## Directive
Rewrite the material from the line that contains "like [291, 230]." through the end, with "thickest" replaced by "widest" and nothing else changed. Leave the pictures out of your answer.

## Extracted material
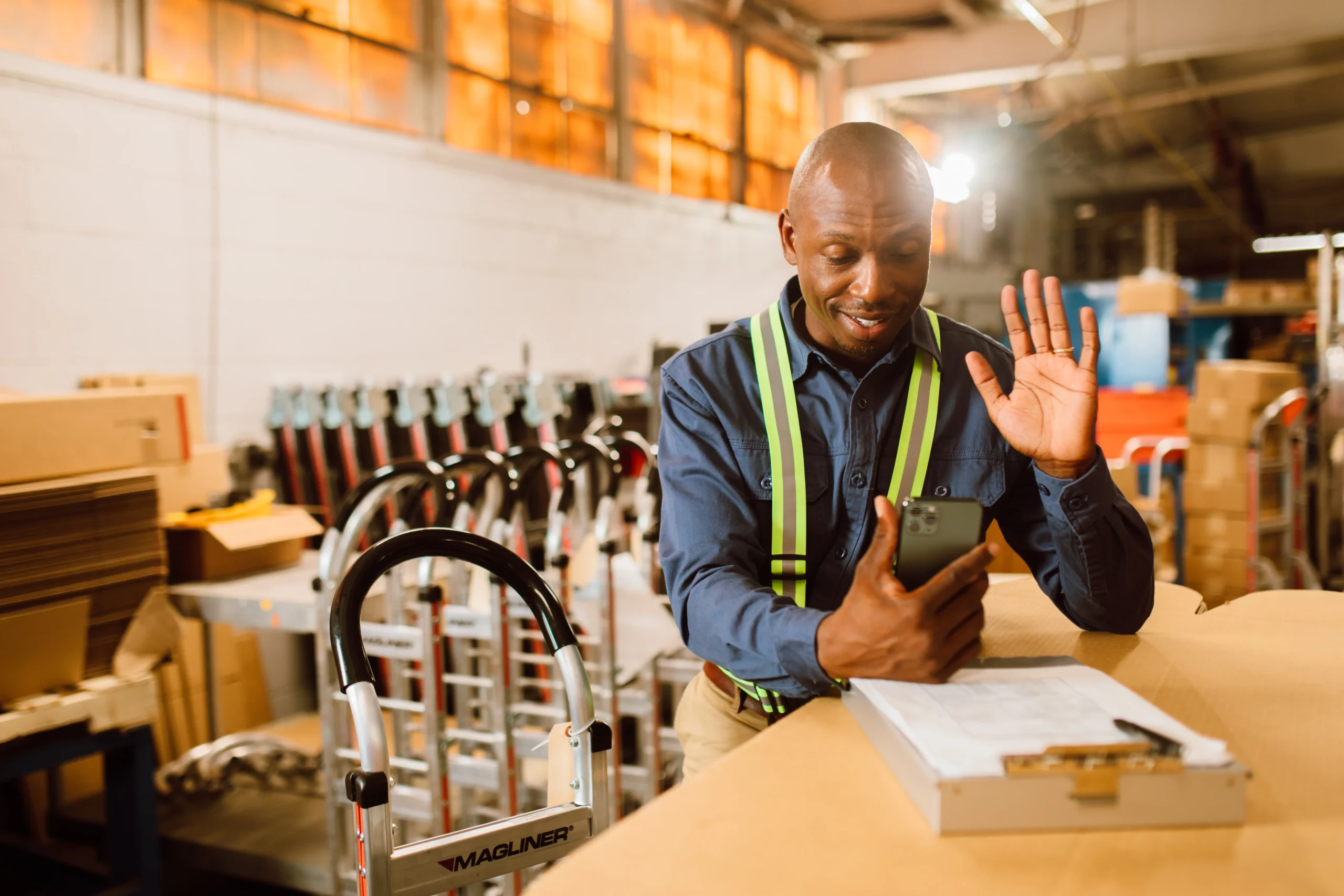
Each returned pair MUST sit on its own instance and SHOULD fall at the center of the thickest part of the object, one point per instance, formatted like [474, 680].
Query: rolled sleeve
[1079, 503]
[1086, 546]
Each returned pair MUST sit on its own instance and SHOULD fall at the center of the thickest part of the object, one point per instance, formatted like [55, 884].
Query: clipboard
[1128, 784]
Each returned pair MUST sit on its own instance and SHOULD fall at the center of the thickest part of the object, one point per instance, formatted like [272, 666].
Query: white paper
[964, 729]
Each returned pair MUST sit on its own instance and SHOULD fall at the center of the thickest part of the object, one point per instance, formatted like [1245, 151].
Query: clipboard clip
[1096, 769]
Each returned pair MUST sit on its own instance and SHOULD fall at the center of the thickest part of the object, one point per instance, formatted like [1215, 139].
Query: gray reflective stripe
[913, 440]
[784, 484]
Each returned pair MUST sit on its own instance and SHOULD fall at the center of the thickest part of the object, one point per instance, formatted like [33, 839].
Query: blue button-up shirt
[1086, 546]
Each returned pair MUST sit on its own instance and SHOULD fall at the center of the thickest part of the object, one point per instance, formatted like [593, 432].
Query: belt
[725, 684]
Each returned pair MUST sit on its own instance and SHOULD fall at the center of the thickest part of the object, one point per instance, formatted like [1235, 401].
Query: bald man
[1014, 430]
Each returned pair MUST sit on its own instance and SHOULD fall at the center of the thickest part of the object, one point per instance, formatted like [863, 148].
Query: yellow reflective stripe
[796, 518]
[761, 352]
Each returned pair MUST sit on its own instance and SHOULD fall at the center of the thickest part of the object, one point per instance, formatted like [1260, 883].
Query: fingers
[1018, 336]
[958, 575]
[885, 537]
[1092, 345]
[1035, 311]
[984, 378]
[1059, 338]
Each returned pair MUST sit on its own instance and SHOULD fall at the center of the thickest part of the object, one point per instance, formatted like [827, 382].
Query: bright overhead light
[1299, 244]
[952, 182]
[959, 167]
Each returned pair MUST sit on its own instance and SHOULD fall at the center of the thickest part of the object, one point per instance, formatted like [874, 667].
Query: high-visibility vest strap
[788, 475]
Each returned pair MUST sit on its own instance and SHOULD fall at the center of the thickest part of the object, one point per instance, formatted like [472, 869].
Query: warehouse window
[337, 58]
[781, 117]
[682, 102]
[531, 80]
[77, 33]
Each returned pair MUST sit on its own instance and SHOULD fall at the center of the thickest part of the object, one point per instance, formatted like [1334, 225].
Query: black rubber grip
[593, 450]
[454, 544]
[432, 472]
[529, 461]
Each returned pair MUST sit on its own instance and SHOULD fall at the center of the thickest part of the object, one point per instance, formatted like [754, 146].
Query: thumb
[877, 559]
[987, 383]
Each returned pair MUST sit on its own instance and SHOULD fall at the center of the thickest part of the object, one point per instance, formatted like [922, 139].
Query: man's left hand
[1052, 413]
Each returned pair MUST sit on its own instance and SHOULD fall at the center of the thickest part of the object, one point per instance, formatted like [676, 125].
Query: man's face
[860, 242]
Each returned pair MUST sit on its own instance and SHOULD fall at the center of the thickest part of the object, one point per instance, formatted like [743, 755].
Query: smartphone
[933, 534]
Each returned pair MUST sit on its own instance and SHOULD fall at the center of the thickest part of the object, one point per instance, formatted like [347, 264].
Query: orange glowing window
[478, 35]
[478, 113]
[680, 75]
[303, 66]
[77, 33]
[781, 117]
[385, 87]
[766, 187]
[310, 64]
[586, 144]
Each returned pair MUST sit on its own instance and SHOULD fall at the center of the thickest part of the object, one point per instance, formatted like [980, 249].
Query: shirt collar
[918, 331]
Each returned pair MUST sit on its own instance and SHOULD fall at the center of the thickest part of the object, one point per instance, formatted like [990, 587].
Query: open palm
[1052, 413]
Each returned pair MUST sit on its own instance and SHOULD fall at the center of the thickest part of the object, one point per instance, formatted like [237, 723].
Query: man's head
[858, 229]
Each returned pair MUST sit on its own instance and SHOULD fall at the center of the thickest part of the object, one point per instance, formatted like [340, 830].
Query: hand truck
[507, 846]
[1290, 412]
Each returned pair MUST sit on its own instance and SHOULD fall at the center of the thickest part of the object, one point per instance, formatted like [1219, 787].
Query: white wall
[144, 227]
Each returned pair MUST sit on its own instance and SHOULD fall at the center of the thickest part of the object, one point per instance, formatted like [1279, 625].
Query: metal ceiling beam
[1010, 51]
[1195, 93]
[1174, 157]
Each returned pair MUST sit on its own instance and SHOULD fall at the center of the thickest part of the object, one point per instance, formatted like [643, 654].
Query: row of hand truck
[469, 683]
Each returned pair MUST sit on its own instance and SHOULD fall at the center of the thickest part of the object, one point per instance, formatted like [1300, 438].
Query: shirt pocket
[965, 477]
[754, 464]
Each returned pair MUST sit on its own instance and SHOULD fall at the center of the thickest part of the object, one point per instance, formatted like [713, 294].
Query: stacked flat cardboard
[93, 536]
[1229, 399]
[89, 431]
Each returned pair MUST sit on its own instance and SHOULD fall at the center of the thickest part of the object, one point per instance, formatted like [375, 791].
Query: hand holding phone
[886, 630]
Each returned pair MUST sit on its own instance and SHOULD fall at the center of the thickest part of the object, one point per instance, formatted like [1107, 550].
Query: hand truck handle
[529, 461]
[432, 472]
[347, 644]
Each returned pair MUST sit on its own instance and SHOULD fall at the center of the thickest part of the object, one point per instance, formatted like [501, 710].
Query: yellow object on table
[257, 505]
[810, 808]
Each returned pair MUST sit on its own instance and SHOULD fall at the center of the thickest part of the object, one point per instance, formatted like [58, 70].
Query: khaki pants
[709, 724]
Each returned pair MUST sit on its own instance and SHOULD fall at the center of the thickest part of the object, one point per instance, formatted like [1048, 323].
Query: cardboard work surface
[810, 808]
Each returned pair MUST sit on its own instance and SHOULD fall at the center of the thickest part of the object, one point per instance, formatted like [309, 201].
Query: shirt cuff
[1083, 501]
[796, 644]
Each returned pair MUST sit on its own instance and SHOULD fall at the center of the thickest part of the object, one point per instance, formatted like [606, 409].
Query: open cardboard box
[236, 547]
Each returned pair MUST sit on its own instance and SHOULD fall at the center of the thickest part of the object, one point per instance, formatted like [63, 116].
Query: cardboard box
[90, 431]
[185, 383]
[236, 547]
[193, 484]
[1215, 531]
[1229, 495]
[1245, 383]
[1139, 296]
[1289, 292]
[1241, 293]
[42, 648]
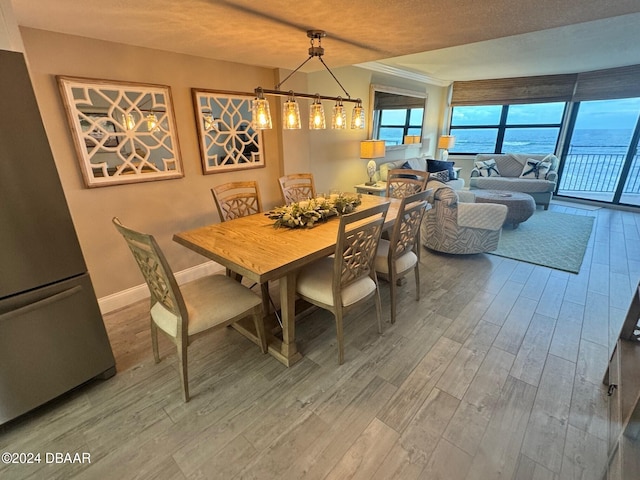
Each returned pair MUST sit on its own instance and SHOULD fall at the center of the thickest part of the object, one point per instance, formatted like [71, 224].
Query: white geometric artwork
[228, 140]
[123, 132]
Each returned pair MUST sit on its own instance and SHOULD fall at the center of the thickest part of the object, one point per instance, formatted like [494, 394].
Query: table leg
[289, 349]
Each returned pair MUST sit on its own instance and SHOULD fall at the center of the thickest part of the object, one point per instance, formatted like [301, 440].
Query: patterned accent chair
[457, 225]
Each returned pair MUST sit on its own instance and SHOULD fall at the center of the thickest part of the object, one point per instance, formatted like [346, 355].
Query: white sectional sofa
[508, 174]
[417, 164]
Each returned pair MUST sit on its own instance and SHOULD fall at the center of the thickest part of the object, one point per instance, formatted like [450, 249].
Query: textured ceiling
[272, 33]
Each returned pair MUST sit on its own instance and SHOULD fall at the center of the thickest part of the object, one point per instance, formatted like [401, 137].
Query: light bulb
[291, 114]
[261, 115]
[316, 115]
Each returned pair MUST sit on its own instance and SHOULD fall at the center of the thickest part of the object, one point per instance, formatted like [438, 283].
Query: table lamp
[370, 149]
[445, 143]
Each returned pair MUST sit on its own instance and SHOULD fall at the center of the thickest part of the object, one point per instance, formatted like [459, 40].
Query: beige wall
[162, 207]
[165, 207]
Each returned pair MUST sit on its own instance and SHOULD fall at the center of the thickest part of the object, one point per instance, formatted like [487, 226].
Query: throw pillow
[535, 169]
[488, 168]
[406, 166]
[434, 166]
[442, 176]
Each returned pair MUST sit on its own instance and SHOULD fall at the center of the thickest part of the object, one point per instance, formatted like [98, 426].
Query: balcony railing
[598, 173]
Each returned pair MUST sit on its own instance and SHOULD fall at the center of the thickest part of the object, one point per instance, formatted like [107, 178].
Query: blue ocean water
[543, 141]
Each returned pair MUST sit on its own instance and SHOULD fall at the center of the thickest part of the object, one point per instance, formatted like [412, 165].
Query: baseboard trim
[131, 295]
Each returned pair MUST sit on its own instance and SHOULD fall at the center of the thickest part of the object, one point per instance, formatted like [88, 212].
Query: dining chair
[401, 253]
[296, 187]
[237, 199]
[347, 279]
[182, 313]
[403, 181]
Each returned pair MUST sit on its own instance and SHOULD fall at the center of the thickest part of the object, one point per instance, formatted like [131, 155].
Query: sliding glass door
[601, 161]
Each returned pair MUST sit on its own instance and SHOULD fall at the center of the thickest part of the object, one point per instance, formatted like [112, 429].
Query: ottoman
[520, 205]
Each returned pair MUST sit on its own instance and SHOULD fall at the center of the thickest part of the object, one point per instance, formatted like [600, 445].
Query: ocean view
[542, 141]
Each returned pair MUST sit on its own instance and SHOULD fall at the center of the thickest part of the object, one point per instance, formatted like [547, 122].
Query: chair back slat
[406, 230]
[402, 182]
[296, 187]
[357, 244]
[155, 270]
[237, 199]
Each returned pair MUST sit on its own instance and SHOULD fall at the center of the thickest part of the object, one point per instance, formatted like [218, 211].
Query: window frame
[378, 125]
[502, 126]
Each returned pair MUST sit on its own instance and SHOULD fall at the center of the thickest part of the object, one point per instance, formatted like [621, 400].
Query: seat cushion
[404, 263]
[315, 283]
[211, 301]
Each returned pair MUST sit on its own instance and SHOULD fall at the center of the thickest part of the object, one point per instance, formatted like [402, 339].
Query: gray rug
[552, 239]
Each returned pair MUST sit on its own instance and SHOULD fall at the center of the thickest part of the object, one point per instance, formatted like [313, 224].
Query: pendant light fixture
[260, 113]
[316, 115]
[357, 117]
[260, 107]
[339, 117]
[291, 113]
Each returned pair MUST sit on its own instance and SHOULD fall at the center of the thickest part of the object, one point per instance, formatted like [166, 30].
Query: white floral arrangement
[307, 213]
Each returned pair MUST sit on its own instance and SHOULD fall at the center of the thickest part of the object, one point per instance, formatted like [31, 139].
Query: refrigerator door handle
[41, 303]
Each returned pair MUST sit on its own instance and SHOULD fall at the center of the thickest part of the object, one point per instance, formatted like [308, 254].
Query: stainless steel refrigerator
[52, 337]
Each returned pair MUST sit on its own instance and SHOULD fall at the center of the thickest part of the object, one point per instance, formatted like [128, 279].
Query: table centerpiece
[306, 213]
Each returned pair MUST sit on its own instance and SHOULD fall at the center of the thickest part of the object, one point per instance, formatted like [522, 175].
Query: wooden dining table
[252, 247]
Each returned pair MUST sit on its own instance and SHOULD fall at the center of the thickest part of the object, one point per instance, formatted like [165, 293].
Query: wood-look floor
[495, 373]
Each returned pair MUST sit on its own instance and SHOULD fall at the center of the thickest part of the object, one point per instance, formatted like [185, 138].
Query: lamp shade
[372, 149]
[446, 142]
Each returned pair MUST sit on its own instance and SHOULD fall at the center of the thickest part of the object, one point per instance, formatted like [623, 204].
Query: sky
[600, 114]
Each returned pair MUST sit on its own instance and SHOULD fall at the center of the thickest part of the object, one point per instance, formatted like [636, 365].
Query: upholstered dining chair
[296, 187]
[347, 279]
[237, 199]
[403, 181]
[182, 313]
[401, 253]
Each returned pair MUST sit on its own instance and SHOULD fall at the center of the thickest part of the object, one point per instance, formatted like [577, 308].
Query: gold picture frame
[123, 132]
[228, 141]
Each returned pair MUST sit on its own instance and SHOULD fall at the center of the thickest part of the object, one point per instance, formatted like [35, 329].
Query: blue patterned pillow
[406, 166]
[488, 168]
[434, 166]
[442, 176]
[535, 169]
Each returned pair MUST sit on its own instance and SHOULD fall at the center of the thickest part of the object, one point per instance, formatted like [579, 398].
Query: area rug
[551, 239]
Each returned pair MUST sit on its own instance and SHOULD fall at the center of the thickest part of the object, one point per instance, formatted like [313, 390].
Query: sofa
[424, 165]
[535, 175]
[455, 224]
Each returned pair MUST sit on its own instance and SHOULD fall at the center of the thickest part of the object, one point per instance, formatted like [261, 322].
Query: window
[393, 125]
[522, 128]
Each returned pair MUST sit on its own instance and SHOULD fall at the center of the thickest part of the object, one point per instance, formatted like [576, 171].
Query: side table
[380, 189]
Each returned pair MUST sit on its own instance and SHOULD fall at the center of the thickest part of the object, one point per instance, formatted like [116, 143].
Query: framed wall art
[123, 132]
[226, 135]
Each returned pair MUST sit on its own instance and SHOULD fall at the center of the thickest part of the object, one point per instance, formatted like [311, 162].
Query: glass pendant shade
[316, 116]
[357, 118]
[260, 113]
[209, 123]
[339, 118]
[152, 122]
[128, 121]
[291, 114]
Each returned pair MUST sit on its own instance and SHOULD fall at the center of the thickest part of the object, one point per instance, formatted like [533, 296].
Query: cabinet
[623, 379]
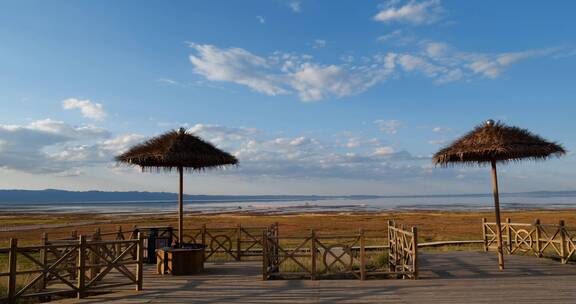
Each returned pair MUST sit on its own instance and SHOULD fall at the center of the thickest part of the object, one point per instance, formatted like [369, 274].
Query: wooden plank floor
[453, 277]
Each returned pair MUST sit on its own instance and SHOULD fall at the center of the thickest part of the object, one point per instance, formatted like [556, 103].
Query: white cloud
[288, 73]
[235, 65]
[438, 142]
[411, 12]
[88, 108]
[441, 130]
[305, 156]
[295, 6]
[387, 37]
[31, 148]
[388, 126]
[168, 81]
[319, 43]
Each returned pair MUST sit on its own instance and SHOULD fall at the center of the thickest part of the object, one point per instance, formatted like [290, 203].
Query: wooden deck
[453, 277]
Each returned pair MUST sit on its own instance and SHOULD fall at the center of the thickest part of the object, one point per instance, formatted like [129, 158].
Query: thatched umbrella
[492, 143]
[180, 151]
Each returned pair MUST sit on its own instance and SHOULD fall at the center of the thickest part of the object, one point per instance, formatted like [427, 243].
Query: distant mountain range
[53, 195]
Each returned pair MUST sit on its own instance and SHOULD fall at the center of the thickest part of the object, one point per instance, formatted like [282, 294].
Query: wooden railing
[228, 243]
[315, 255]
[222, 243]
[533, 239]
[403, 253]
[70, 267]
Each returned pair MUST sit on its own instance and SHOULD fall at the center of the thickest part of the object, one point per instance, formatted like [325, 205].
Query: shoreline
[74, 219]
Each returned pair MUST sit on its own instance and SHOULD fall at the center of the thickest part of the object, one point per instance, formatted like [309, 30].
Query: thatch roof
[176, 149]
[499, 142]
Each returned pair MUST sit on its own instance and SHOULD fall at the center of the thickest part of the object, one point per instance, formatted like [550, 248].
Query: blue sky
[313, 97]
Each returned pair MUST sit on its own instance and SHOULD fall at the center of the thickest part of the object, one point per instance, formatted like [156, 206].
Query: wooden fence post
[562, 242]
[313, 254]
[362, 255]
[276, 249]
[94, 259]
[508, 235]
[203, 234]
[415, 253]
[239, 242]
[264, 255]
[12, 262]
[139, 262]
[390, 247]
[538, 243]
[44, 260]
[81, 267]
[485, 234]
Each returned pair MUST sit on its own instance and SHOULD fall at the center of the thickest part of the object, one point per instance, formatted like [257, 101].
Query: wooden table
[180, 261]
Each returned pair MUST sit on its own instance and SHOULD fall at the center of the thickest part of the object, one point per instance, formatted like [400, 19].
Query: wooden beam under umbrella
[492, 143]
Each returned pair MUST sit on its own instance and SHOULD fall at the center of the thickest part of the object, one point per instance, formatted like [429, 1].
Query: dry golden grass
[432, 225]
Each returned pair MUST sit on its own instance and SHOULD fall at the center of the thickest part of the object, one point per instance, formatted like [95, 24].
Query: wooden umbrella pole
[497, 211]
[181, 208]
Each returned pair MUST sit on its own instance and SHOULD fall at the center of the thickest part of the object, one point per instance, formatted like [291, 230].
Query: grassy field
[432, 225]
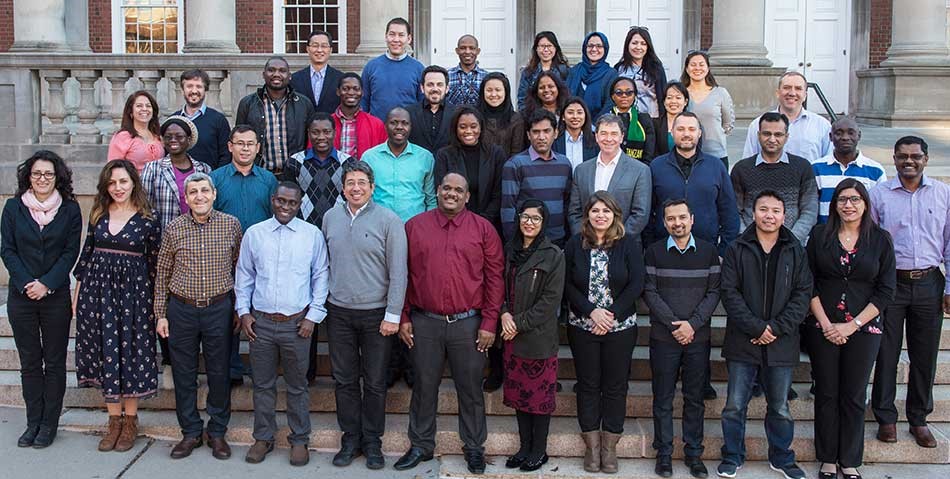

## Final result
Each returned pair MUST sit on its own instance and SHOULD fall at the center of the widest part of the object, one point per instance, formatted like [291, 230].
Query: grassy field
[432, 225]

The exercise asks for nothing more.